INPUT —
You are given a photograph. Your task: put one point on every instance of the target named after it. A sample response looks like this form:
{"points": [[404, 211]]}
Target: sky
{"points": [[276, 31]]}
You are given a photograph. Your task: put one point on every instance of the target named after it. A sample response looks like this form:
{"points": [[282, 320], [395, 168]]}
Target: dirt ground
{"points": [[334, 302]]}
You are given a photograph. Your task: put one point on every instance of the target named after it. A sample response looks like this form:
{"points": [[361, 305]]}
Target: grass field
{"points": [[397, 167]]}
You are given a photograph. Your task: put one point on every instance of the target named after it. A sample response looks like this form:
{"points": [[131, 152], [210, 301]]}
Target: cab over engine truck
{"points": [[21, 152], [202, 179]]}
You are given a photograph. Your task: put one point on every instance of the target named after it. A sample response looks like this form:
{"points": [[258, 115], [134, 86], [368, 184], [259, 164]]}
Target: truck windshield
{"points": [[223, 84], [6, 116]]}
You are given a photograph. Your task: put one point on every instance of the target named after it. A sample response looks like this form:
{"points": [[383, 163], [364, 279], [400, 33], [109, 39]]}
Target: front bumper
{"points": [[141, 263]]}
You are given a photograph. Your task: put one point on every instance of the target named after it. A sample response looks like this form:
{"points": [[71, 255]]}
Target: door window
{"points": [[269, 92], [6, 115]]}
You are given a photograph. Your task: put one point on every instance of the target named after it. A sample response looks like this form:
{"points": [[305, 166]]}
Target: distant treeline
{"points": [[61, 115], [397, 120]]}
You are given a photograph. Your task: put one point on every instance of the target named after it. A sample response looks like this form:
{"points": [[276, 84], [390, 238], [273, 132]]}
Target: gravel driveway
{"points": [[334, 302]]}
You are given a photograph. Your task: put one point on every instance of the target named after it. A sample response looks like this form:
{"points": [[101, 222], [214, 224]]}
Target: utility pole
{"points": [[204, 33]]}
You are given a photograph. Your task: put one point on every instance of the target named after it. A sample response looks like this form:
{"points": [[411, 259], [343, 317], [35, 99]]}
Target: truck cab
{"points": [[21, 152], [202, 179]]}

WHAT TO DO — Copy nothing except the lines from the one with "Target: utility pole" through the end of the records; keep each exactly as it appears, first and last included.

TASK RESULT —
Target: utility pole
{"points": [[204, 33]]}
You are given a photograph. Your task: put one point on every instance of the target named after it. A sample response looks like this form:
{"points": [[411, 259], [343, 317], [35, 99]]}
Target: truck cab
{"points": [[21, 152], [202, 179]]}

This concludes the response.